Task goal -
The entries below should be quoted exactly, with no pictures carried over.
★ ★ ★ ★ ★
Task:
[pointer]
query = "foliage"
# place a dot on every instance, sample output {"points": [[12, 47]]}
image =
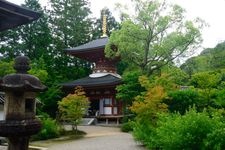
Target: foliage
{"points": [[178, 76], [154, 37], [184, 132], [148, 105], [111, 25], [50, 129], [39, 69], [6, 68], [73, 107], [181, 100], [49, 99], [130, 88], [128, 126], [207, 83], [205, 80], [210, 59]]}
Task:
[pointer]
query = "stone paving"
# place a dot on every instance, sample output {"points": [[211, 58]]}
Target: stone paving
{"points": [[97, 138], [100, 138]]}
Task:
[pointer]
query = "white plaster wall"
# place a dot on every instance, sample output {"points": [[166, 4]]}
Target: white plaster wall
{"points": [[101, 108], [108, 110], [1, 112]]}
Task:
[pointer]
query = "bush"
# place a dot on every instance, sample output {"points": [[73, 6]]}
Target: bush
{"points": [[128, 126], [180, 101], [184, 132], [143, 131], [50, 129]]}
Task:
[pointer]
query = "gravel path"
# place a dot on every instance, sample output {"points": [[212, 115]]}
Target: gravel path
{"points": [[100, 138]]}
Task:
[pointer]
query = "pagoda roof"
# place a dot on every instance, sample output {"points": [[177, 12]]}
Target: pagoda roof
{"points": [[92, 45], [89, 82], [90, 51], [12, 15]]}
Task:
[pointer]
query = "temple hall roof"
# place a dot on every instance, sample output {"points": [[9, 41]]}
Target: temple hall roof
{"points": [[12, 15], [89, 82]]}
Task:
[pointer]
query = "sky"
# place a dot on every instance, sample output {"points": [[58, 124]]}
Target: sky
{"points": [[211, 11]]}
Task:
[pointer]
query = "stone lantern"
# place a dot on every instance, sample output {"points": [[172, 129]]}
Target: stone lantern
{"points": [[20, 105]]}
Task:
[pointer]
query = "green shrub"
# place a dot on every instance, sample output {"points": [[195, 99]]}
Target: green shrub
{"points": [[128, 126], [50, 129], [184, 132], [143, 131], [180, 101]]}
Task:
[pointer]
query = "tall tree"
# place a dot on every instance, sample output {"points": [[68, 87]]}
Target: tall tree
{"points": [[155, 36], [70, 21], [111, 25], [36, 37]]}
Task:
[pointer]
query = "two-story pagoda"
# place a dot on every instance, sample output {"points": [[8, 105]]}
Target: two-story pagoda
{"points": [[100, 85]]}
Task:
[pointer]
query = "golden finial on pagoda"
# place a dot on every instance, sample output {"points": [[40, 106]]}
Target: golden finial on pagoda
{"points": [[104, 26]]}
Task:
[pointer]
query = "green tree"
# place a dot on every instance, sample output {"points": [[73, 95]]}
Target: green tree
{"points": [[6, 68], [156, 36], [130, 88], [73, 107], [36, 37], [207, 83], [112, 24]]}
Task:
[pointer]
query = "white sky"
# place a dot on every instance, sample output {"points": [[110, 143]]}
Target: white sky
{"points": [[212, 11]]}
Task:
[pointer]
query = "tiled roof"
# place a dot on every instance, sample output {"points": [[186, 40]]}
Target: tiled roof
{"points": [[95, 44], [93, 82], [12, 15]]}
★ ★ ★ ★ ★
Answer to this exercise -
Task:
[pointer]
query = "foliage"
# place a dot on every instance, sample output {"points": [[12, 47]]}
image =
Target: foliage
{"points": [[178, 76], [154, 37], [184, 132], [148, 105], [111, 25], [50, 129], [39, 69], [6, 68], [73, 107], [181, 100], [49, 99], [130, 88], [128, 126], [207, 83], [205, 80], [210, 59]]}
Task:
[pointer]
query = "stone paving"
# place a dot on every instance, sample output {"points": [[211, 58]]}
Target: stone paving
{"points": [[97, 138], [100, 138]]}
Task:
[pointer]
query = "white plaster wall"
# place a dot on every instance, sample output {"points": [[166, 4]]}
Target: white plaster wall
{"points": [[101, 108], [108, 110], [1, 112]]}
Task:
[pointer]
query = "bush"
# place a dot on every instance, sample output {"points": [[73, 6]]}
Target: bush
{"points": [[128, 126], [180, 101], [184, 132], [143, 131], [50, 129]]}
Task:
[pointer]
query = "gravel path"
# place a dot on every instance, sample output {"points": [[212, 115]]}
Target: gravel path
{"points": [[100, 138]]}
Task:
[pointer]
query = "pagoda roof"
# place a dot on every instance, sample output {"points": [[177, 12]]}
Target: pagoda roof
{"points": [[92, 45], [89, 82], [90, 51], [12, 15]]}
Task:
[pointer]
query = "temple hall roof"
# place a dot on every instance, sample output {"points": [[9, 41]]}
Target: temple hall roof
{"points": [[12, 15], [89, 82]]}
Task:
[pointer]
query = "sky"
# place a dot on every instance, sample output {"points": [[58, 124]]}
Target: sky
{"points": [[211, 11]]}
Task:
[pointer]
query = "stone lantern"
# place a dot on every instance, sample output {"points": [[172, 129]]}
Target: stone lantern
{"points": [[20, 105]]}
Task:
[pointer]
query = "green shrub"
# place a dot on every instance, sample output {"points": [[195, 99]]}
Target: green shrub
{"points": [[128, 126], [50, 129], [184, 132], [143, 131], [180, 101]]}
Task:
[pointer]
query = "tall tree"
# place a dot on every instance, sample output {"points": [[68, 87]]}
Target: tall tree
{"points": [[155, 36], [70, 21], [111, 25], [36, 37]]}
Task:
[pointer]
query = "two-story pagoda"
# place a dot on every instance, sample output {"points": [[8, 105]]}
Target: two-story pagoda
{"points": [[100, 85]]}
Task:
[pointer]
query = "golden finial on pagoda"
# place a dot on every instance, sample output {"points": [[40, 106]]}
Target: golden finial on pagoda
{"points": [[104, 26]]}
Task:
[pointer]
query = "green tree"
# place a dot on every instance, sample output {"points": [[73, 95]]}
Target: green tree
{"points": [[6, 68], [156, 36], [130, 88], [73, 107], [36, 37], [207, 83], [112, 24]]}
Task:
[pointer]
query = "white sky"
# place a dot on every instance, sample output {"points": [[110, 143]]}
Target: white sky
{"points": [[212, 11]]}
Task:
[pointer]
query = "tiled roof"
# place a dot on every instance, sample output {"points": [[186, 40]]}
Target: tiled roof
{"points": [[95, 44], [93, 82], [12, 15]]}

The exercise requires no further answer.